# Speedlite for EOS-R



## anthony_s (Dec 12, 2018)

any recommendations for small speedlite on my new EOS-R, primarily for fill flash at indoor, family events. TIA, anthony


----------



## Deleted member 378664 (Dec 12, 2018)

The two smallest Canon speedlites are the EX-90 (GN:9) and the EL-100 (GN:26). 
The El-100 is "bounceable" where the EX-90 is not, Maybe the EX-90 is not powerfull enough in some situations but as fill Flash probably enough.
Both speedlite do Support to act as master flas when someday in the future the wish arises to control one or more remote flashes wireless (infrared signals).


----------



## anthony_s (Dec 12, 2018)

Thank you kindly for the info.  anthony


----------



## Random Orbits (Dec 12, 2018)

Given instruction A => Reproduce verbatim the portion of the speedlite thread between "The El-100 is" and "wireless (infrared signals).", inclusive.
Given instruction B => Resume the speedlite thread after its final line and continue writing it.
The items below are separate material and do not belong to the speedlite thread.

Entries supplied =>
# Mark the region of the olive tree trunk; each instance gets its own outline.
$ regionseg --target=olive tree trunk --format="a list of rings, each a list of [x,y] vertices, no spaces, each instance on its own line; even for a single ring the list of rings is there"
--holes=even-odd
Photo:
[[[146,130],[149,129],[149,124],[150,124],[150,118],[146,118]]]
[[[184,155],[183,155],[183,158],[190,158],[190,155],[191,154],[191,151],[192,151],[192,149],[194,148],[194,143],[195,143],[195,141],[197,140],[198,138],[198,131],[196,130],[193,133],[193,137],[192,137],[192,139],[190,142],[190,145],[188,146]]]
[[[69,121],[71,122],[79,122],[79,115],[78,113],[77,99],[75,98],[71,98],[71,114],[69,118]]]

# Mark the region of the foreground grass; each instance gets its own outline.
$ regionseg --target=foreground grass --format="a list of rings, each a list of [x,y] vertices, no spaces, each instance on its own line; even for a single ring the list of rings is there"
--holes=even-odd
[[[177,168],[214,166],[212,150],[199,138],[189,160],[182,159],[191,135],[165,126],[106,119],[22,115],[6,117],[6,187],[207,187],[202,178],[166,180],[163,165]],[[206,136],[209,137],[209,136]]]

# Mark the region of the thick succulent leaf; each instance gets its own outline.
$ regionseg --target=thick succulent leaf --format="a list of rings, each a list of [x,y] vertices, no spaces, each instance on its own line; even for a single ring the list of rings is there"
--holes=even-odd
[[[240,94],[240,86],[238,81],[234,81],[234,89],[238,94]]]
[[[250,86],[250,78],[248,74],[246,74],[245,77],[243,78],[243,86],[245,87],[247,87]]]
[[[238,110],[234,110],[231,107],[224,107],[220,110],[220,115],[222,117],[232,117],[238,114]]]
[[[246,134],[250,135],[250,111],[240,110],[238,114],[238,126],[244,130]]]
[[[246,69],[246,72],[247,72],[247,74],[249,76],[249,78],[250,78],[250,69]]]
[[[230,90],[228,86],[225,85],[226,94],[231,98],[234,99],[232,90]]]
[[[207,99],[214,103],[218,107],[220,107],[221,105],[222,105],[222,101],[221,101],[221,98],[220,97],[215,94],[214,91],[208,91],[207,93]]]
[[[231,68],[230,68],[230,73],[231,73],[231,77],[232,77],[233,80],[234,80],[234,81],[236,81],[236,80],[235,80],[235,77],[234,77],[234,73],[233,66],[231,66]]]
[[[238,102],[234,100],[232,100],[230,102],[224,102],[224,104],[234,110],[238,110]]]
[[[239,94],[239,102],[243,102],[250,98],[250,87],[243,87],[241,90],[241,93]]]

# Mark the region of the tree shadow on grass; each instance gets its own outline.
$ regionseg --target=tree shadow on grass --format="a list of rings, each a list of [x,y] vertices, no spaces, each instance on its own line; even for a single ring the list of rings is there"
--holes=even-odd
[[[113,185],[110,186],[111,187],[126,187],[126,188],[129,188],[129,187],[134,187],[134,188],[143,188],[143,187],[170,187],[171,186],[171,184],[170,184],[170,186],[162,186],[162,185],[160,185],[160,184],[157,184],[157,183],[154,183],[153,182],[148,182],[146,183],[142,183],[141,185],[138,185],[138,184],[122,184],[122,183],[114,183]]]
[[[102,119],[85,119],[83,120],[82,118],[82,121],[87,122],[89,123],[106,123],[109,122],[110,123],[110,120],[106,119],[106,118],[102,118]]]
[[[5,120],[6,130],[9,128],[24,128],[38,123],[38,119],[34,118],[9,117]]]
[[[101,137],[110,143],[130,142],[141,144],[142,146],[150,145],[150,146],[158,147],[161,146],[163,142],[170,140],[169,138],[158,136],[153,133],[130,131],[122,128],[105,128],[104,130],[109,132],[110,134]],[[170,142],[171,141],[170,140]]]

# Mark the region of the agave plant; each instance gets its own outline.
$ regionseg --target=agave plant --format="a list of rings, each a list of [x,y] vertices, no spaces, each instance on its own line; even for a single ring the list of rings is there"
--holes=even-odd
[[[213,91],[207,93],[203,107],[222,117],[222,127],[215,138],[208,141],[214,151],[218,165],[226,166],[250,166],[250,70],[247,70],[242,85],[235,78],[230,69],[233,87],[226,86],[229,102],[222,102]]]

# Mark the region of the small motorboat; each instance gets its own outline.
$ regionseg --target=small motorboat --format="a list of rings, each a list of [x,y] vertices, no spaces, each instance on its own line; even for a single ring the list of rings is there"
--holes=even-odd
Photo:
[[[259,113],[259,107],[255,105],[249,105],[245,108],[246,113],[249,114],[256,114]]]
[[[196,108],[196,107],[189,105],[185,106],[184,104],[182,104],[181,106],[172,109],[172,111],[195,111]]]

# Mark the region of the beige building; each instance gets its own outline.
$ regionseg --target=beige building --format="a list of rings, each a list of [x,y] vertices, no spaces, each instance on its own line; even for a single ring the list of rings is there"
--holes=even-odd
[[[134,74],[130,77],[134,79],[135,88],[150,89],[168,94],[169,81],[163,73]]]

Final result A =>
The El-100 is "bounceable" where the EX-90 is not, Maybe the EX-90 is not powerfull enough in some situations but as fill Flash probably enough.
Both speedlite do Support to act as master flas when someday in the future the wish arises to control one or more remote flashes wireless (infrared signals).

Final result B =>
I occasionally use the EX-90 for with a EOS-M camera, and it is barely adequate, especially if you want to bounce. I prefer using the 470ex-ai for when I don't need the 600ex. The 470ex-ai supports zoom range up to 105mm which matches well with the EF/RF 24-105 f/4 IS. The 600ex supports up to 200mm (i.e. 70-200s). The ai is nice because it can reposition the flash head for you when you switch between landscape/portrait orientation automatically.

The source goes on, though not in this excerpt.